**WHAT IS EXPECTED:**
The records are to be copied in their entirety, exactly as given.

**DATA SUPPLIED:**
-.-.-
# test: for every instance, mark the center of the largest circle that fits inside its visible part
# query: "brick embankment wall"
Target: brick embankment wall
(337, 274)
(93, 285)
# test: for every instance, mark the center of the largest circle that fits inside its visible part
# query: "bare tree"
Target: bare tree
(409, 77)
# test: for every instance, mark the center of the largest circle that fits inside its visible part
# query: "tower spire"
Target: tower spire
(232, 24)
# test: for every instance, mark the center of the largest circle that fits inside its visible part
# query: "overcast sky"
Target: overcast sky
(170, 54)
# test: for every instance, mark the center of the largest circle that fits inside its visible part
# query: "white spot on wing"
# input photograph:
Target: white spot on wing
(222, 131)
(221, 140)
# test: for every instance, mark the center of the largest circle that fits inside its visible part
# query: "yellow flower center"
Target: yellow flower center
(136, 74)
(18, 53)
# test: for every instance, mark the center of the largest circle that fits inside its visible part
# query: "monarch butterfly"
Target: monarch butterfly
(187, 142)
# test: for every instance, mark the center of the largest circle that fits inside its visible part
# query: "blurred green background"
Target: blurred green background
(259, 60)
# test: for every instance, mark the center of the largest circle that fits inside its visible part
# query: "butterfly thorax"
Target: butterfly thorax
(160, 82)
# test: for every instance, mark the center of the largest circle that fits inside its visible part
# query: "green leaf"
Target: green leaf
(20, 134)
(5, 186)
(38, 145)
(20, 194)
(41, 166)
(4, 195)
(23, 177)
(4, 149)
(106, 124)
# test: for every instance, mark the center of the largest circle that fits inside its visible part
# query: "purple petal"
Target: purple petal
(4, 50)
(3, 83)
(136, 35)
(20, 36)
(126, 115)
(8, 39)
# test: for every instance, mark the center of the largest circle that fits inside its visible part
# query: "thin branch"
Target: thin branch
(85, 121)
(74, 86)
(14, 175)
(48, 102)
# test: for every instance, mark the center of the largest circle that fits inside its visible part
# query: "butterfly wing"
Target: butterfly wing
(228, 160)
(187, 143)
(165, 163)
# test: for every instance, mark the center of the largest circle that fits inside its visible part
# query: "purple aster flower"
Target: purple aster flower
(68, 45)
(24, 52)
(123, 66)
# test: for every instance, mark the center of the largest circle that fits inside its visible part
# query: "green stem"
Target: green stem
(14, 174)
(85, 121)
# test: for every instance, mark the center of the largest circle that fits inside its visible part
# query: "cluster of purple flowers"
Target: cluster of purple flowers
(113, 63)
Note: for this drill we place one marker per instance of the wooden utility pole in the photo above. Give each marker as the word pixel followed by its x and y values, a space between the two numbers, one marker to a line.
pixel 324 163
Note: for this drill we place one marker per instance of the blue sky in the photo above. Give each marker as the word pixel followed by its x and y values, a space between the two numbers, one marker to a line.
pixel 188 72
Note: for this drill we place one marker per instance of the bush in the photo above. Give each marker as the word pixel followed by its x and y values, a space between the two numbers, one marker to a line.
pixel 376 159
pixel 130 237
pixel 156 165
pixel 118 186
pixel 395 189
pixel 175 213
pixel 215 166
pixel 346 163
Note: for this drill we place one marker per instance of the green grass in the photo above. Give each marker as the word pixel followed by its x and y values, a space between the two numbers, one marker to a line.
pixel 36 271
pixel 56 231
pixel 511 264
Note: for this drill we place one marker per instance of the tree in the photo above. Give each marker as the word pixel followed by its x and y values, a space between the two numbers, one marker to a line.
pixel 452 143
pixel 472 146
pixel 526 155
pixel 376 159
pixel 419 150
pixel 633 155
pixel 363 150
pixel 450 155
-.-.-
**REPLY TO THE TASK:**
# test: for every instance, mark the center of the largest circle that fits inside its visible part
# query: "brick embankment wall"
Target: brick embankment wall
(337, 274)
(93, 285)
# test: for every instance, mark the center of the largest circle that fits inside its visible part
# query: "bare tree"
Target: bare tree
(409, 77)
# test: for every instance, mark the center of the largest circle that fits inside its visible part
# query: "tower spire"
Target: tower spire
(232, 24)
# test: for every instance, mark the center of the largest circle that fits inside its visible part
# query: "overcast sky"
Target: overcast sky
(170, 54)
# test: for every instance, mark the center of the largest circle that fits inside its visible part
# query: "white spot on wing"
# input photograph:
Target: white spot on wing
(222, 131)
(221, 140)
# test: for every instance, mark the center of the largest circle that fits inside its visible part
# query: "yellow flower center"
Target: yellow flower center
(136, 74)
(18, 53)
# test: for every instance, mark the center of the largest circle that fits inside its visible part
# query: "monarch butterfly"
Target: monarch butterfly
(187, 142)
# test: for every instance, mark the center of the largest circle that fits inside its visible part
# query: "blurred green background"
Target: blurred green background
(259, 60)
# test: for every instance, mark the center of the largest circle that fits inside its visible part
# query: "butterfly thorax"
Target: butterfly thorax
(160, 82)
# test: for every instance, mark the center of the largest circle that fits inside its visible part
# query: "green leaf"
Target: green leaf
(20, 134)
(5, 186)
(38, 145)
(20, 194)
(41, 166)
(4, 195)
(23, 177)
(4, 149)
(106, 124)
# test: for every instance, mark the center of the largest circle that fits inside its visible part
# query: "purple petal"
Target: purple petal
(4, 50)
(3, 83)
(136, 35)
(20, 36)
(126, 115)
(8, 39)
# test: for every instance, mark the center of the largest circle that fits inside its visible part
# query: "thin branch"
Target: thin branch
(85, 121)
(74, 86)
(14, 175)
(48, 102)
# test: for every instance, mark the center of the largest circle that fits inside its visible part
# query: "butterfly wing"
Target: butterfly wing
(228, 160)
(187, 143)
(165, 163)
# test: for every instance, mark the center of the largest circle that fits inside its visible part
# query: "purple aster flower"
Target: purple aster flower
(68, 45)
(24, 52)
(123, 66)
# test: for every instance, mark the center of the largest circle that fits inside its visible part
# query: "green stem"
Target: green stem
(14, 174)
(85, 121)
# test: for every instance, mark the center of the largest circle that fits inside its visible part
# query: "cluster of purple flowers"
Target: cluster of purple flowers
(113, 63)
Note: for this drill we place one marker per instance of the wooden utility pole in the photo above. Give each marker as the word pixel followed by its x and y values, a space between the two numbers, one marker to a line.
pixel 324 163
Note: for this drill we place one marker per instance of the blue sky in the photo above. Give each marker as the word pixel followed by its x and y values, a space between the two numbers, one marker to a line.
pixel 188 72
Note: for this drill we place one marker per instance of the bush in the photo above. Give each marker as the word pixel followed by its x and y values, a space between the two numbers, one marker to a line.
pixel 376 159
pixel 130 237
pixel 156 165
pixel 118 186
pixel 395 189
pixel 175 213
pixel 215 166
pixel 346 163
Note: for this drill we place one marker per instance of the green grass in the photo above. Give each marker as the word pixel followed by its x and y values, a space between the two numbers, one marker to a line.
pixel 36 271
pixel 56 231
pixel 511 264
Note: for this drill we place one marker per instance of the tree in the photo above. Give each marker as the word pixel followed by its x and y values, a space between the two numbers, one marker to a line.
pixel 452 143
pixel 472 146
pixel 526 155
pixel 376 159
pixel 419 150
pixel 633 155
pixel 363 150
pixel 450 155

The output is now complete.